- _What to produce_: Restate the following entries exactly, including every line.

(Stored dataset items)
------------------------
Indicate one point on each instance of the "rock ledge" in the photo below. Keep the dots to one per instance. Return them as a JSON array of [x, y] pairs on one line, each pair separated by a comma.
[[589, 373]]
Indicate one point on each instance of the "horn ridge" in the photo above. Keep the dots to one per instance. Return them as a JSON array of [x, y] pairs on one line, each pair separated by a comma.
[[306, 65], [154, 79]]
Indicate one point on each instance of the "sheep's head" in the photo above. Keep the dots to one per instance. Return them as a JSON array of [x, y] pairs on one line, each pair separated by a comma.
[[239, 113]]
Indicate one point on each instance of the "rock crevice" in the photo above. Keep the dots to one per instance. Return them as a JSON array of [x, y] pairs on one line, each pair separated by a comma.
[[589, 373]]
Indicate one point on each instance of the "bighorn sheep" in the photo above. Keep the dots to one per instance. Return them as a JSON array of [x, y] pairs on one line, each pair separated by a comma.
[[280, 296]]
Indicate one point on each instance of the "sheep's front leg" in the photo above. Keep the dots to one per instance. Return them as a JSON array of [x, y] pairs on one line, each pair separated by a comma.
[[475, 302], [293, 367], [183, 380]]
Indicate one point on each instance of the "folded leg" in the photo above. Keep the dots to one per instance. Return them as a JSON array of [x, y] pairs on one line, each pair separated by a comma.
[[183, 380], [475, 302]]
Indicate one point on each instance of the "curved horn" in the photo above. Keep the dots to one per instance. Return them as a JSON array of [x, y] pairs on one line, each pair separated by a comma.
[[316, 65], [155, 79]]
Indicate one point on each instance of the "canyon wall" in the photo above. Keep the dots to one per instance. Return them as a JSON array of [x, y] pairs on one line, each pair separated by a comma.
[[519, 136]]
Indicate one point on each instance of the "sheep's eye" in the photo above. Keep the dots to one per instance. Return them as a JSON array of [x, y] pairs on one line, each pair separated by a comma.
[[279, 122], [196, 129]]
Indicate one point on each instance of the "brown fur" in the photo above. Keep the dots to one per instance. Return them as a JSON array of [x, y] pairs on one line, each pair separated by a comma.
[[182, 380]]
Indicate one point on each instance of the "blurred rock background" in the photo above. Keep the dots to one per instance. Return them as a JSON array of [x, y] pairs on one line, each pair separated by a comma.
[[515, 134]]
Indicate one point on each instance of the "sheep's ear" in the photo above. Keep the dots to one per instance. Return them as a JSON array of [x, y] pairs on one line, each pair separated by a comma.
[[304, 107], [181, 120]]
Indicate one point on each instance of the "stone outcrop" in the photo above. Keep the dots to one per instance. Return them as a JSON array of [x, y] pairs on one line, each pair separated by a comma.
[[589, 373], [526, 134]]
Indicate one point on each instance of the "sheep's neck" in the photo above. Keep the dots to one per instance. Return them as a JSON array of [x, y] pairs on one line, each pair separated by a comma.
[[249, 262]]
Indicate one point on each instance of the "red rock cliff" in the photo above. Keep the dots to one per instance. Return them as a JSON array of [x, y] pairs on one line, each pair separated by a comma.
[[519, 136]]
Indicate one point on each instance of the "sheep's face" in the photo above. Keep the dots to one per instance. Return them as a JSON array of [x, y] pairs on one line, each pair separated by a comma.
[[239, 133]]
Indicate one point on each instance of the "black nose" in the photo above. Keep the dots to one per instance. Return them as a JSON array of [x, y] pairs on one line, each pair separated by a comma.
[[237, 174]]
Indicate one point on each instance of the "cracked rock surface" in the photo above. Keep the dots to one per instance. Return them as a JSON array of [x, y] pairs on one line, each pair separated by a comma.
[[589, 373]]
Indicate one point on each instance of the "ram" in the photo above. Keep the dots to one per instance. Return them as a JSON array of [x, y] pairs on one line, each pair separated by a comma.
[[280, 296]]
------------------------
- _Answer to the exercise_:
Indicate one point on each instance of the "rock ledge" in the photo below. Keep the dots to one per instance. Return them as a JSON array of [x, y] pairs on one line, each pair separated by a comma.
[[589, 373]]
Indicate one point on each instance of the "horn ridge" in the photo above. Keep the dots to one per instance. Return them as a JSON array of [x, y] pairs on one line, each pair separated by a comma.
[[306, 65], [154, 79]]
Indicate one point on each instance of the "sheep's head" in the photo above. Keep the dots to one per instance. Return them as a JSON array of [x, y] pairs on one line, each pair separated by a comma.
[[239, 113]]
Indicate one point on each instance of the "rock crevice" in the photo above. Keep the dots to one per instance. Return them as a JSON array of [x, y] pairs on one line, each pair separated by a comma.
[[589, 373]]
Indicate one point on each instance of the "bighorn sheep" in the photo above. Keep the dots to one per instance. Return them as a JSON array of [x, y] pairs on one line, each pair separated by a comma.
[[280, 296]]
Indicate one point on each instance of the "sheep's front leg" in the photo above. Keep the dots to one per instance. Return them as a JSON array of [x, y] pairs on one line, each pair separated by a comma.
[[475, 302], [293, 367], [183, 380]]
Indicate one point on each instance of the "folded leg" in the photo above. Keep the dots to one per instance. Return them as a JSON array of [x, y] pairs on one line, each pair separated by a comma.
[[183, 380], [475, 302]]
Indicate one point on each instance of the "curved horn" in the photo above. Keep the dots to one per instance. Return them as a JSON array of [x, y] pairs on one line, each pair separated by a comma.
[[316, 65], [155, 79]]
Indicate one point on each instance of the "canyon wall" in the photo above. Keep the dots to one per instance. Return them as a JSON array of [x, y] pairs on one line, each pair separated by a comma.
[[519, 136]]
Indicate one point on each instance of the "sheep's eye" in the photo above. Keep the dots to one per instance. Return them as a JSON array of [x, y] pairs on one line, each pair separated by a comma.
[[279, 122], [196, 129]]
Indicate one point on each instance of the "brown fur" in the photo above. Keep the dots to one per instance. Return them as a JSON array of [x, y] pairs on one line, each pair separated by a comma.
[[182, 380]]
Indicate one point on each instance of the "blurred rock background" in the photo above. Keep the dots to one per instance. Return them as a JSON array of [x, y] pairs on one line, each pair separated by a comma.
[[515, 134]]
Indicate one point on each instance of the "sheep's ear" in the photo above. Keep the dots to one per instance. Return them as a JSON array of [x, y] pairs on one line, each pair separated by a comma.
[[304, 107], [181, 120]]
Indicate one point on each instance of the "stone outcrop" in the photo above. Keep the dots to one per instance. Return them as a JSON array of [x, y] pairs on one line, each pair separated by a comma.
[[589, 373], [526, 134]]
Indicate one point on each instance of the "sheep's neck" in the photo above. Keep the dots to one per instance. Return them as a JSON array of [x, y] pairs on one line, each pair separated by a comma.
[[249, 262]]
Indicate one point on each instance of the "red rock cliff" in the photo above. Keep the dots to one per instance. Return them as a JSON array of [x, y] pairs on one line, each pair separated by a comma.
[[519, 136]]
Indicate one point on each instance of the "sheep's face" in the photo above. Keep the dots to one per instance. Return them as a JSON array of [x, y] pairs on one line, each pair separated by a comma.
[[239, 133]]
Indicate one point on each instance of the "black nose" in the photo above. Keep the dots to one per instance. Return them as a JSON array of [x, y] pairs on one line, each pair separated by a comma.
[[237, 174]]
Indicate one point on each instance of the "cracked rock surface" in the photo above. Keep the dots to one per instance. Return them as a JSON array of [x, y] pairs on one line, each pair separated by a comma.
[[589, 373]]
Indicate one point on each instance of the "ram" in the photo above. Keep the dots to one per instance. Return them as a JSON array of [x, y] pairs on one line, each pair separated by a comma.
[[280, 296]]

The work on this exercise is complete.